=== Trecho do documento ===

Os monstros na infância – sobre os medos

Os monstros na infância – sobre os medos

O mundo infantil é povoado por monstros. Monstros grandes, fortes, ferozes horripilantes, estranhos, de muitas cabeças, olhos, pele escamosa, que vomitam fogo, que rugem… basta observarmos as histórias e contos infantis, os filmes, os brinquedos, as brincadeiras, as cantigas de ninar, os desenhos animados e encontraremos essas criaturas e suas monstruosidades.

 

Os monstros assustam e fascinam as crianças. Ora os pequenos brincam de serem monstros, de enfrentá-los, ora fogem desses, se assustam, ora querem saber mais sobre os seus poderes e suas estranhezas. Quem nunca viu a cena de uma criança pedir para repetir inúmeras vezes aquela parte da história em que há uma bruxa malvada ou um monstro destruidor?

 

Essas criaturas estranhas, feias, fortes, ferozes são habitantes do mundo interno e dão mostras de que material e conteúdo compõem a vida infantil. Os monstros representam aquelas partes e forças secretas, ocultas e selvagens que estão em todos nós, que despertam medo, estranhamentos, angústia, dor. Esses afetos podem ser vividos pelos pequenos como grandes e temíveis monstros.

 

E por que as crianças se fascinam e recorrem tanto aos monstros?

===

[O que fazer]
**a)** Devolva, do texto sobre os monstros na infância, o trecho que vai de "O mundo infantil" até "um monstro destruidor?", inclusive.
**b)** Diga se cada afirmação concorda com o texto sobre os monstros na infância, respondendo sim ou não e citando as palavras do texto que decidem: (i) as crianças apenas fogem dos monstros; (ii) os monstros representam forças ocultas e selvagens presentes em todos nós; (iii) as cantigas de ninar estão entre os lugares onde se encontram monstros.

=== Dados fornecidos ===

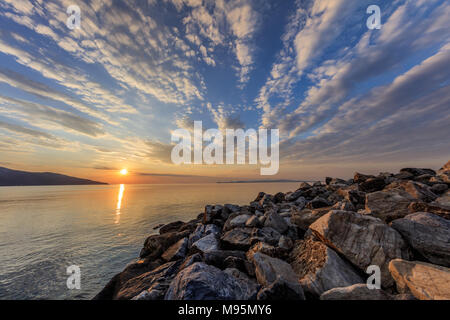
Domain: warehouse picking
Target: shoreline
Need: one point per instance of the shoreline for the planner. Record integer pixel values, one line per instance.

===

[Respostas por tarefa]
**a)**
O mundo infantil é povoado por monstros. Monstros grandes, fortes, ferozes horripilantes, estranhos, de muitas cabeças, olhos, pele escamosa, que vomitam fogo, que rugem… basta observarmos as histórias e contos infantis, os filmes, os brinquedos, as brincadeiras, as cantigas de ninar, os desenhos animados e encontraremos essas criaturas e suas monstruosidades.

 

Os monstros assustam e fascinam as crianças. Ora os pequenos brincam de serem monstros, de enfrentá-los, ora fogem desses, se assustam, ora querem saber mais sobre os seus poderes e suas estranhezas. Quem nunca viu a cena de uma criança pedir para repetir inúmeras vezes aquela parte da história em que há uma bruxa malvada ou um monstro destruidor?

**b)**
(i) Não: "Ora os pequenos brincam de serem monstros, de enfrentá-los, ora fogem desses".
(ii) Sim: "Os monstros representam aquelas partes e forças secretas, ocultas e selvagens que estão em todos nós".
(iii) Sim: "as cantigas de ninar, os desenhos animados e encontraremos essas criaturas".